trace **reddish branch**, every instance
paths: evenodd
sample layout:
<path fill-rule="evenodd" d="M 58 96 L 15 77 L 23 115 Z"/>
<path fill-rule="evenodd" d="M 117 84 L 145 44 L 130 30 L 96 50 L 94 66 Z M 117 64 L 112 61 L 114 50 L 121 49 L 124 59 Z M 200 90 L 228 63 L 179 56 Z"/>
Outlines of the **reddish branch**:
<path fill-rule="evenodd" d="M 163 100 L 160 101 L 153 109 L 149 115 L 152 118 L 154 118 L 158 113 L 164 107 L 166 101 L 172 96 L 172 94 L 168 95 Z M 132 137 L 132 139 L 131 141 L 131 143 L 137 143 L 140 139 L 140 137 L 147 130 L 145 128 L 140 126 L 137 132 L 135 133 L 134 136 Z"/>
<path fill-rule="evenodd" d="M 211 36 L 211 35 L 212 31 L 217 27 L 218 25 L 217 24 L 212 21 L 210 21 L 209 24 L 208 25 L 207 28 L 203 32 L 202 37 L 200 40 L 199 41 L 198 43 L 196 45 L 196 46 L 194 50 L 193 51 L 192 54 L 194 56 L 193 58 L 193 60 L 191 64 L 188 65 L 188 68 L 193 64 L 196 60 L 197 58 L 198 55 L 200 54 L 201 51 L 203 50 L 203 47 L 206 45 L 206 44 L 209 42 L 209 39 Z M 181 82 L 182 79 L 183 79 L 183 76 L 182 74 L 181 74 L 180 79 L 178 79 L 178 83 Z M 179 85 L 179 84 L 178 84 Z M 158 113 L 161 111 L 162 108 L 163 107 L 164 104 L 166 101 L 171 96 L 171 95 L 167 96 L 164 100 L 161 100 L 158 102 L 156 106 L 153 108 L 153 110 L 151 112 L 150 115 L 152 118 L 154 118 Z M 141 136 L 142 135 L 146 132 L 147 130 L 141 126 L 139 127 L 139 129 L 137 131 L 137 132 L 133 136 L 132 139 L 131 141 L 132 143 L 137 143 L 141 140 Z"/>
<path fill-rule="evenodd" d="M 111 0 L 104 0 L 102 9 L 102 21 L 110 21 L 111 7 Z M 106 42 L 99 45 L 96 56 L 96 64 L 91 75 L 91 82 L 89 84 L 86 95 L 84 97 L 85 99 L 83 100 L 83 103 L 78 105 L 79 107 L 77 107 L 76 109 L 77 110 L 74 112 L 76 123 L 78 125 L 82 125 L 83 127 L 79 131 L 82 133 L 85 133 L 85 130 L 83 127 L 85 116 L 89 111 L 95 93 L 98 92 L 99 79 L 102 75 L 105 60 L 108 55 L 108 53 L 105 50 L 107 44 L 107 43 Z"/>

┄┄┄┄┄┄

**What you have to do:**
Reproduce the records from their start through the line containing "163 100 L 160", inclusive, keeping every line, requests included. Offset each coordinate in the answer outlines by adding 110, and leave the numbers in the requests and the sample layout unchanged.

**Correct output:**
trace **reddish branch**, every instance
paths: evenodd
sample layout:
<path fill-rule="evenodd" d="M 58 96 L 15 77 L 23 115 Z"/>
<path fill-rule="evenodd" d="M 117 84 L 145 44 L 130 30 L 96 50 L 94 66 Z M 117 64 L 112 61 L 114 50 L 121 49 L 124 59 Z M 200 90 L 228 63 L 179 56 Z"/>
Outlines of the **reddish branch**:
<path fill-rule="evenodd" d="M 273 210 L 270 211 L 263 219 L 259 225 L 262 228 L 264 228 L 268 223 L 274 217 L 276 211 L 282 206 L 282 204 L 278 205 Z M 242 247 L 242 249 L 241 251 L 241 253 L 247 253 L 250 249 L 250 247 L 257 240 L 255 238 L 250 236 L 247 242 L 245 243 L 244 246 Z"/>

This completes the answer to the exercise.